───── Document text ─────

Forty Years of American Life (1821-1861)

by Thomas Low Nichols
[Stackpole, $3.00]
THE wisest man I ever knew, before he died in the decade following the war of 1914-1918, told me that the wisest man he ever knew said to him before he died in the decade preceding the war of 1861-1865: ‘I have lived through the best years this country has ever seen or ever will see. That crushing pronouncement embodies the very mood and intention of Forty Years of American Life. 1821-1861, which that vivacious journalistreformer-expatriate Thomas Low Nichols published in London in 1864, and which is at last made available in his native country in a reprint ot the revised and expanded London edition of 1876.
Nichols, one of the most interesting of halfforgotten Americans, was that rare bird, a liberal and reformer with a sense of humor and even of fun. He grew up on a farm in the Connecticut River valley hamlet of Orford, New Hampshire, educated himself for medicine at Dartmouth College, switched to general and then to political journalism, and had his fling at a motley of reforms ranging from mere vegetarianism to perfectionist socialism after the pattern of Fourier. He traveled widely in his own country, saw everything, knew everybody (including Poe, Melville, Halleck, Garrison, James Gordon Bennett, Beecher, and several successive Presidents), and wrote with racy fluency. When he had outlived most of his youthful enthusiasms he became a Roman Catholic. In 1861 he revolted against the whole conception of brotherhood enforced by the bayonet and, with his reformist wife, migrated to England, where he devoted the rest of his days to successful writing and the cause of public health.
Forty Years of American Life is an animated full-length portrait of his native land. It was drawn frankly for transatlantic readers, but the lapse of time has made it both enlivening and instructive for cisatlantic ones. It is crammed with bits that amuse, stimulate, or provoke: his eyewitness’s account of Garrison mobbed in Boston; his singularly detached contemporary interpretation of Beecher; his idyllic opening summary of northern New England farm life a century ago; his glimpses of life and travel in the South, on the Mississippi, the Great Lakes, the Erie Canal.

───── Data excerpts ─────

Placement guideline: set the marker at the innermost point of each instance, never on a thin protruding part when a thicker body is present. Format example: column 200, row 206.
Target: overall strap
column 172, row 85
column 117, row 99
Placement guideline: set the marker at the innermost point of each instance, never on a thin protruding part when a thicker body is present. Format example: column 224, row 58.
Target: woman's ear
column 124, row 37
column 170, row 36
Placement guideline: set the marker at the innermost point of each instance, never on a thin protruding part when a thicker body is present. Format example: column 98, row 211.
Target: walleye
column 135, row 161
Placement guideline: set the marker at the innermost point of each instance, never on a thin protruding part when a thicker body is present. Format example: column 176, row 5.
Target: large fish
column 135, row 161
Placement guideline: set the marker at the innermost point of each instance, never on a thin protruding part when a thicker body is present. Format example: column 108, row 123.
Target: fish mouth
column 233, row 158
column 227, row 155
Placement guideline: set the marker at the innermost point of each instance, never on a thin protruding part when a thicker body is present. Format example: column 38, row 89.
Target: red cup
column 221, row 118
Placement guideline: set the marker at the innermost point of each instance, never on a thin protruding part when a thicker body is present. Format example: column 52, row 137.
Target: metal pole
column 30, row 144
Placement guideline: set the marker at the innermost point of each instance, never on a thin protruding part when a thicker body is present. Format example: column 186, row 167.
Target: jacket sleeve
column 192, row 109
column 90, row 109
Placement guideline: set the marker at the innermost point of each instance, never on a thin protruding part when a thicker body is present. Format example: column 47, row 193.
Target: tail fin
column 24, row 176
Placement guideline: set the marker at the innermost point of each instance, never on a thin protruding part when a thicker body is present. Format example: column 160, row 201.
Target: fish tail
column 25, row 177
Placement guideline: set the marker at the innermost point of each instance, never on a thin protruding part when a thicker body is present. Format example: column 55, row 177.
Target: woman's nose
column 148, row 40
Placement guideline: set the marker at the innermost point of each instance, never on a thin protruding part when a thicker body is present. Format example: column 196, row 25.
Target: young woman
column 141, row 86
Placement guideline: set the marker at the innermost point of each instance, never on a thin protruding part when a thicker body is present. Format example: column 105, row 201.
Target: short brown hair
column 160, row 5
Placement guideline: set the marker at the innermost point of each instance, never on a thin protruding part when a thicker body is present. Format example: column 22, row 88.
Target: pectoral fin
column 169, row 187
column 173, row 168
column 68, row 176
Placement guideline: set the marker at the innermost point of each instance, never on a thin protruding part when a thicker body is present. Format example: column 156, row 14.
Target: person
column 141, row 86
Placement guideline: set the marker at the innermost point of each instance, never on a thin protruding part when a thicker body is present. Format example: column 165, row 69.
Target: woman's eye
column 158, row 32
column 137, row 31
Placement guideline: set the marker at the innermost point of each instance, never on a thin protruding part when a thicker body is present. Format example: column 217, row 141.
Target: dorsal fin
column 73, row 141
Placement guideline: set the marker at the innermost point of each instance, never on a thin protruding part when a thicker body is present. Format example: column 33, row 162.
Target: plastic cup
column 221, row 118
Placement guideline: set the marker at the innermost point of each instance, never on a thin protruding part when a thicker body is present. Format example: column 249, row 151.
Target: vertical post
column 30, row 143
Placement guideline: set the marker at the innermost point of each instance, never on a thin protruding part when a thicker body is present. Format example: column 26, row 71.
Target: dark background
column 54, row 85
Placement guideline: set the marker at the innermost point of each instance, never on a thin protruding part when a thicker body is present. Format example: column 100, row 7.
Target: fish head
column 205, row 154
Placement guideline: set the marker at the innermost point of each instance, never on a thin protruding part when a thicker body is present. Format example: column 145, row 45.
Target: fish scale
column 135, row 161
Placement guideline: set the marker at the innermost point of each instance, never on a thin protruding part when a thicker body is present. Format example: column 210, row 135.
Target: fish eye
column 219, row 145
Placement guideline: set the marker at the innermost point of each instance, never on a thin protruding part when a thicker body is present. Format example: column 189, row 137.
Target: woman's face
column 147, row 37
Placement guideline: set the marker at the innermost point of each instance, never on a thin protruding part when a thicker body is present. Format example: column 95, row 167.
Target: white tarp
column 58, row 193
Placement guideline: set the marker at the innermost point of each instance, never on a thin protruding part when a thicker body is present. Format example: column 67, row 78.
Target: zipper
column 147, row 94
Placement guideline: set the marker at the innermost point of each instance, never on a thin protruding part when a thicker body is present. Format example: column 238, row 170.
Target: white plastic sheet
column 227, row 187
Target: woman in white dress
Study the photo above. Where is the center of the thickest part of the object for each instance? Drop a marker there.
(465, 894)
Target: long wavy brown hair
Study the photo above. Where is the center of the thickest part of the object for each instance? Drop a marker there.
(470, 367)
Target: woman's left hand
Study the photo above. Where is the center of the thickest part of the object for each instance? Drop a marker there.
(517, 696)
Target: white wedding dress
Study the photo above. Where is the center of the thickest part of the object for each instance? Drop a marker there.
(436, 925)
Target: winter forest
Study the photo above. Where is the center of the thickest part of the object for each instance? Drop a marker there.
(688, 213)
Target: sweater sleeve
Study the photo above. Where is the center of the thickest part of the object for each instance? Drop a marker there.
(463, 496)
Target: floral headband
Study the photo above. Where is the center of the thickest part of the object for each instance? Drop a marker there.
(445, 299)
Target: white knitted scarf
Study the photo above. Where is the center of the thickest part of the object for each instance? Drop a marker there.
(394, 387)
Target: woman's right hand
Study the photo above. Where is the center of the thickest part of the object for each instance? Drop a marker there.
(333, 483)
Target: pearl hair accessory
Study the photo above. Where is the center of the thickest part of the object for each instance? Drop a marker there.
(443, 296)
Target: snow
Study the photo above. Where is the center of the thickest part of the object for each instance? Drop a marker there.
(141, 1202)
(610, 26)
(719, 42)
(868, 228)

─────

* _Activity list_
#1 In the book review, where did Nichols grow up?
#2 Rewrite the paragraph of the book review that begins "Nichols, one of the most interesting" as a short list of its main facts.

* _Outputs in order_
#1 On a farm in the Connecticut River valley hamlet of Orford, New Hampshire.

#2
- Nichols was a liberal and reformer with a sense of humor and fun.
- He grew up on a farm in Orford, New Hampshire, and educated himself for medicine at Dartmouth College.
- He moved into general and then political journalism and tried reforms from vegetarianism to Fourier-style perfectionist socialism.
- He traveled widely in his own country and knew many notable people, including Poe, Melville, Garrison, Beecher, and several Presidents.
- He later became a Roman Catholic.
- In 1861, rejecting brotherhood enforced by the bayonet, he moved to England with his wife and devoted himself to writing and public health.